[Records from a data source]

═══

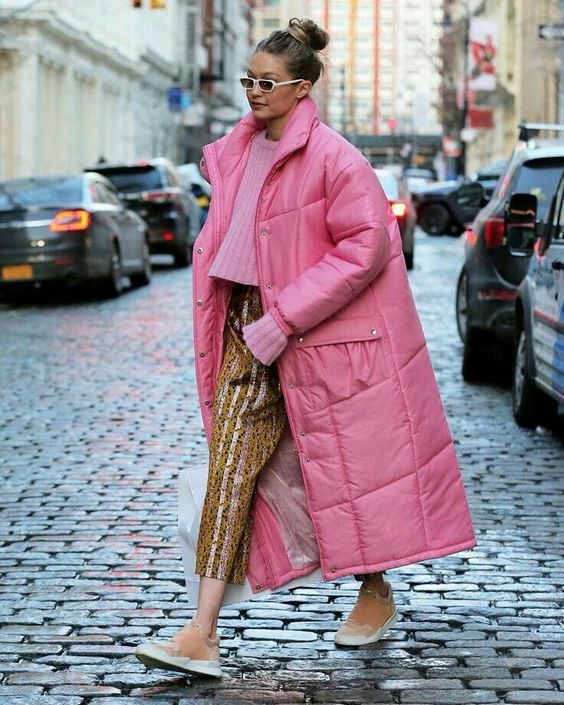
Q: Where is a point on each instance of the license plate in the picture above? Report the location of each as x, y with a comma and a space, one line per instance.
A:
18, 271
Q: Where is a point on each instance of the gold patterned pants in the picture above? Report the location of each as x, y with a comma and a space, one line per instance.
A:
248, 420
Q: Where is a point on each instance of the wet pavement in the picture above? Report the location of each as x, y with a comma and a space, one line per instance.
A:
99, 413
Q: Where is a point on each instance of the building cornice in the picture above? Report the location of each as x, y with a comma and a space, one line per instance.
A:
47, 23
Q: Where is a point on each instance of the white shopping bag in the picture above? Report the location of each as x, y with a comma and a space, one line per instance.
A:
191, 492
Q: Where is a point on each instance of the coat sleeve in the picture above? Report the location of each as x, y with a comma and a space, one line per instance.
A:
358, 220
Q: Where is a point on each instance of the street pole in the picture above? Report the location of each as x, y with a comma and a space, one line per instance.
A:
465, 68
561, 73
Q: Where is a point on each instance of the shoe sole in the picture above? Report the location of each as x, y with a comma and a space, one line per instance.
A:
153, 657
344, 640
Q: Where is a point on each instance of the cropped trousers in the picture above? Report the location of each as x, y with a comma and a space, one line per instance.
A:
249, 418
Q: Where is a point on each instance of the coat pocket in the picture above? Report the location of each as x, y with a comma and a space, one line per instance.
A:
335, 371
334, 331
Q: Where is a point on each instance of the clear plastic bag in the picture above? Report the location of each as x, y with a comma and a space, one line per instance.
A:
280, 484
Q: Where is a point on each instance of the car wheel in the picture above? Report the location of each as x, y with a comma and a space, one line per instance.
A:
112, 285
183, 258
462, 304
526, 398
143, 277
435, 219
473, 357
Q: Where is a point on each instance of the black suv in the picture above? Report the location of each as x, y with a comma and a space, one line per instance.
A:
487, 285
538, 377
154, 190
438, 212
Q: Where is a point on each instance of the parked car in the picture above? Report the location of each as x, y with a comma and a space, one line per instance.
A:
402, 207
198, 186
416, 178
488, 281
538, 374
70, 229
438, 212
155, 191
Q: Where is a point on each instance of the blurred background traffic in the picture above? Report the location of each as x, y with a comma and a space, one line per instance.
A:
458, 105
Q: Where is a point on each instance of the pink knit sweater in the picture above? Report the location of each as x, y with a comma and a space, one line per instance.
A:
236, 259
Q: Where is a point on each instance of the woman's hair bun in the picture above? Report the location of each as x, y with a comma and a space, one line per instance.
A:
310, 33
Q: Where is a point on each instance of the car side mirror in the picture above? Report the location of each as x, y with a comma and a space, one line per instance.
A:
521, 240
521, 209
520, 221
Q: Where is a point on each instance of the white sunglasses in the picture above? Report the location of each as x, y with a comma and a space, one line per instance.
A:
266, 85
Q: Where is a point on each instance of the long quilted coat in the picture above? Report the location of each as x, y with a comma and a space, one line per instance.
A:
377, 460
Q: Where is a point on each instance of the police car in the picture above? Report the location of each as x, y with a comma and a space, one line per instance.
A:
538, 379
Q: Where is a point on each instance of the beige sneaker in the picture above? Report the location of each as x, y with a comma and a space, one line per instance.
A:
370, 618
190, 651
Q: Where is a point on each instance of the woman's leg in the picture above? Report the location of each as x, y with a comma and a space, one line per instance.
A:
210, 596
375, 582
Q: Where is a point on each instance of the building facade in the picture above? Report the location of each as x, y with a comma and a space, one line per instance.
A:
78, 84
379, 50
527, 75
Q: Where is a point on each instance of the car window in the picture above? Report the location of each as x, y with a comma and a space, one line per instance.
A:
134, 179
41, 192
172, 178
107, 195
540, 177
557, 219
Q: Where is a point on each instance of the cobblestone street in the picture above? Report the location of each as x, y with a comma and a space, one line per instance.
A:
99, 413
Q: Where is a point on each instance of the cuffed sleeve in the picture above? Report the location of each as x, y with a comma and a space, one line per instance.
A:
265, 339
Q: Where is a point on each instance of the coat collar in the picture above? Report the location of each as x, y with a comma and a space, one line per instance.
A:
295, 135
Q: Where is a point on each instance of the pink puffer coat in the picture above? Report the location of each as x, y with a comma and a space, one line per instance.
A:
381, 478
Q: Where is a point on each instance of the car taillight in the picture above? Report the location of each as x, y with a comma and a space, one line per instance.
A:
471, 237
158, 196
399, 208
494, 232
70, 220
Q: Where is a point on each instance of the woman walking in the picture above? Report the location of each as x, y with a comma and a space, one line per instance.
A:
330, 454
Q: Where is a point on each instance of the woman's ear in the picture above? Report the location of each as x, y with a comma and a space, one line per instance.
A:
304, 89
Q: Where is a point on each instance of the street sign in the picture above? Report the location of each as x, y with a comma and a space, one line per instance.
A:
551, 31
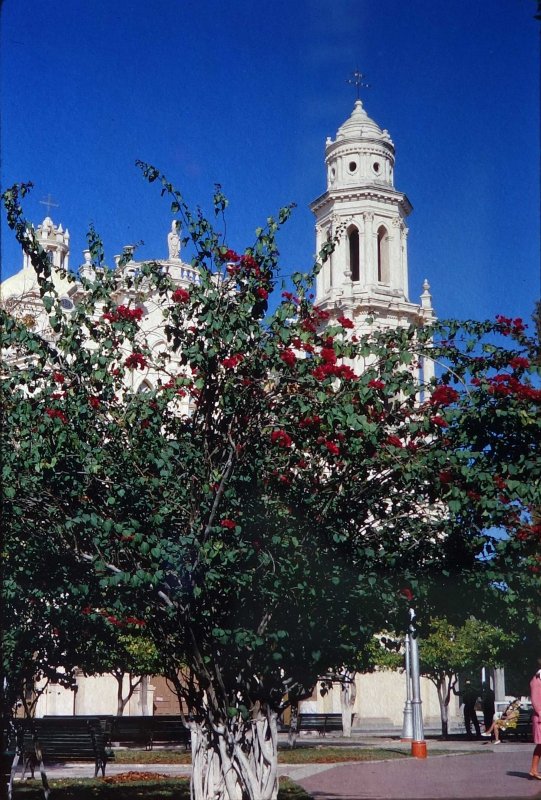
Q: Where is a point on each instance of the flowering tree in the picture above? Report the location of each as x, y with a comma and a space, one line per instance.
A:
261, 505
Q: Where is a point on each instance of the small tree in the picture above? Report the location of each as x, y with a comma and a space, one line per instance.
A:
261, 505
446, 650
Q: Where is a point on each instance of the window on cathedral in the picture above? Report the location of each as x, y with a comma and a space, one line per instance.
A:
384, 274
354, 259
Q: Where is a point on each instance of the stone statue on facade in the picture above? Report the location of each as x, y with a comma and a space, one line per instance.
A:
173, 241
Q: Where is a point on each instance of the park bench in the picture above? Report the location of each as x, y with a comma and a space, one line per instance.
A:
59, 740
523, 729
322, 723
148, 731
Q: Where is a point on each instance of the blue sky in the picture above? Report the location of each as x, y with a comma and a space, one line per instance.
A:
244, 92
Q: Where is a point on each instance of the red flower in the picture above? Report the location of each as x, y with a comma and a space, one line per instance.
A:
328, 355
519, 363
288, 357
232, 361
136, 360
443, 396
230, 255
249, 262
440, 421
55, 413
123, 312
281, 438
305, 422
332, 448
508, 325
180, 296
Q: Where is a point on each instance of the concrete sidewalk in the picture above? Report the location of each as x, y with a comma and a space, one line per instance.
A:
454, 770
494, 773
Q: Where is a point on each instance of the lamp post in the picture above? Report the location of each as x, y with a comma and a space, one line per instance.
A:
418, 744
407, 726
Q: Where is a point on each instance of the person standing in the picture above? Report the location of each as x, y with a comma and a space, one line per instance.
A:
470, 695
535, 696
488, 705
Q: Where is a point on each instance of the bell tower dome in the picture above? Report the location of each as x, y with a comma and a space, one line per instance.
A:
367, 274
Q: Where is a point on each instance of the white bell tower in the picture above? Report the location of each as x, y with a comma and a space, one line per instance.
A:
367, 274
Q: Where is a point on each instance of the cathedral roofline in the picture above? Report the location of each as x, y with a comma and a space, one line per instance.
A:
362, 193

═══

### Task goal
Output the records exactly. Drop the images.

### Written response
Q: Where is a point on each instance of the license plate in the picture above? Report the location of each as x, y with a comma and a space, one line per instance.
A:
18, 271
Q: Where is a point on each instance of the gold patterned pants in the picture above? Report the location of each as x, y with a comma and a space, one line per instance.
A:
248, 420
Q: Where is a point on each instance of the wet pavement in the picture above? Report the location of each as x, y with a comma and a space, one line per instance.
A:
99, 413
Q: Where is a point on each instance of the building cornice in the picture above? Report the location of each as x, y with a comma and a space, one line per instance.
A:
47, 23
Q: Where is a point on each instance of the white shopping bag in the picture above? Report the location of each as x, y with a comma and a space, one line per instance.
A:
191, 492
Q: Where is a point on each instance of the coat sleeve in the picture above? Report the location of each as x, y with a comma and a space, one line per instance.
A:
358, 220
Q: Where is a point on each instance of the street pole in the picture above? Report the location of each as x, y with a comma and a space, one line per instance.
A:
465, 68
561, 73
Q: Where is a point on each instance of the shoe sole in the picture above? Report the location of each as x, y with a comma and a space, one line per instance.
A:
153, 657
344, 640
Q: Where is a point on each instance of the cropped trousers in the picture above? Report the location of each as x, y with a comma and a space, one line per instance.
A:
249, 418
Q: Where is a point on each instance of the coat pocket in the picture above? Report the location of each as x, y with a comma and a space, one line per instance.
A:
335, 371
334, 331
Q: Where is a point on each instance of the clear plastic bag in the picture above? Report the location of each as x, y with a comma and a space, one line per instance.
A:
280, 484
Q: Where is a point on each instance of the car wheel in the picture above? Report the location of each as x, y with a comma and a space, one line per instance.
A:
112, 285
183, 258
462, 304
526, 398
143, 277
435, 219
473, 357
Q: Where is a point on each instance of the black suv in the picture above? Report the location of each as x, y with a comma and a space, one line per instance.
A:
487, 285
538, 377
154, 190
438, 212
Q: Where is a point on each instance of the parked car in the picture above? Report the location of each as x, y with a comma and a space, one line per instance.
A:
402, 207
198, 186
416, 178
488, 281
538, 374
70, 229
438, 212
155, 191
Q: Where is a point on each instance of the blurred background traffic in the picture above? Report the location of each as x, y with a comma and a space, one line per instance.
A:
458, 105
Q: Where is a point on each instance of the pink knit sweater in the picture above? Report the location of each as x, y with a comma and a space, one line per instance.
A:
236, 259
Q: Where is a point on each instance of the woman's hair bun in the picture above? Report the location of each as x, y with a comma and a space, one line per instance.
A:
310, 33
Q: Where is a point on each instance of the car side mirror in the picture above? Report the location of each as x, y with a comma and a space, one line per instance.
A:
521, 240
521, 209
520, 221
Q: Where is a point on each instance of the white sunglasses in the picture above? Report the location of each as x, y with a comma and a space, one line per instance.
A:
266, 85
Q: Where is a point on each instance of the long quilted coat in the picture above? Report the location of each as x, y with a comma and a space, one line per instance.
A:
377, 460
Q: Where is a point on each instance of the police car in the picture above? Report the location of each as x, y with a comma and a space, one line per instance.
A:
538, 379
Q: Where is a point on each instance of the beige sneaker in the picture above? Report the location of each as x, y with a comma and a space, one line per instance.
A:
370, 618
190, 651
Q: Where is a point on each instance of the woman's leg in the picture above? Report the location of each as x, y with a comma and a space, one line per instance.
A:
210, 596
375, 582
Q: Where is a point on each instance of the building facade in the picture above? Report the location of each as x, y with a comma and a space, one line per instance.
A:
78, 84
379, 50
527, 75
Q: Where is a point on each instance of the car window in the picture above? Report the location of each as x, y with a comma and a space, one line per instance.
A:
134, 179
41, 192
172, 178
107, 195
540, 177
557, 219
Q: Where is a point on each instance of the cobblestone street in the picture above? Report the location of each as x, y with a comma and a space, one line per instance.
A:
99, 413
Q: Where is a point on each instance of the cuffed sleeve in the picture above? Report the location of each as x, y with a comma and a space, one line per instance.
A:
265, 339
Q: Where is a point on each instance of the coat collar in the picture above? Report the location of each as x, y with a comma and a space, one line per instance.
A:
295, 135
Q: Where is a point on each instance of the pink puffer coat in the picture above? Report the location of each as x, y with a comma and a space, one line per instance.
A:
381, 478
Q: Where is a point on each instance of the car taillight in the picture above? Report the location of each as x, y with a comma and a space, one line per instance.
A:
471, 237
158, 196
399, 208
494, 232
70, 220
Q: Where is a point on each instance of the woman walking in the picture above? Report the location of each as x, y with a comma and a space, one line per instance.
A:
330, 454
Q: Where is a point on each instance of the woman's ear in the picture above? Report the location of each as x, y with a comma and a space, one line per instance.
A:
304, 89
Q: Where is a point on each instance of the street sign in the picture above? Report the location of each as x, y with a comma and a space, one line per instance.
A:
551, 31
Q: Where is a point on each instance of the flowering tree in the picture above? Report the location of each as x, y with a comma and a space, one line per instance.
A:
261, 505
Q: Where is a point on each instance of the small tree in the picture above? Report the location of each as x, y with a comma and a space, one line per instance.
A:
261, 505
446, 650
Q: Where is a point on each instance of the window on cathedral in the picture above? Report the location of each as x, y with a comma and a space, one line per instance.
A:
384, 274
354, 259
Q: Where is a point on each instance of the stone statue on facade in the picture above? Report the location of each as x, y with a comma and a space, one line per instance.
A:
173, 241
Q: Where is a point on each instance of the park bench in the picture above? Report the location of each as x, y with a comma and a space, one line per instance.
A:
59, 740
523, 729
322, 723
148, 731
Q: Where is a point on each instance of the blue sky in the picture above? Report the location of each as x, y with a comma and a space, one line per instance.
A:
244, 92
Q: Where is a point on each instance of the red flower in the picture above? Report the location of each as x, y with a comma and a space, one line per instance.
A:
328, 355
519, 363
288, 357
232, 361
136, 360
443, 396
230, 255
249, 262
440, 421
55, 413
123, 312
281, 438
305, 422
332, 448
508, 325
180, 296
Q: Where is a point on each instance of the concrete sidewalk in the picture above? Report the location of each as x, y with a comma and a space, one line per instance.
A:
454, 770
494, 773
Q: Where is a point on each instance of the lamp post in the picture above? Report the location of each as x, y with a comma and a space, one line per instance.
A:
418, 744
407, 726
Q: Where is a point on each instance of the person standing in the picture above? Report the location of each as x, y with a comma and a space, one line per instance.
A:
470, 695
535, 696
488, 705
Q: Where is a point on each instance of the bell tower dome in the picture above? Report the location of each as x, y with a comma and a space, one line per instance.
A:
367, 274
Q: Where is a point on each instance of the white bell tower in the picture above? Report the location of each as x, y with a comma and a space, one line per instance.
A:
367, 274
Q: Where is a point on each instance of the cathedral roofline in the picture above? Report the location of each as x, y with a comma and a space, one line per instance.
A:
362, 193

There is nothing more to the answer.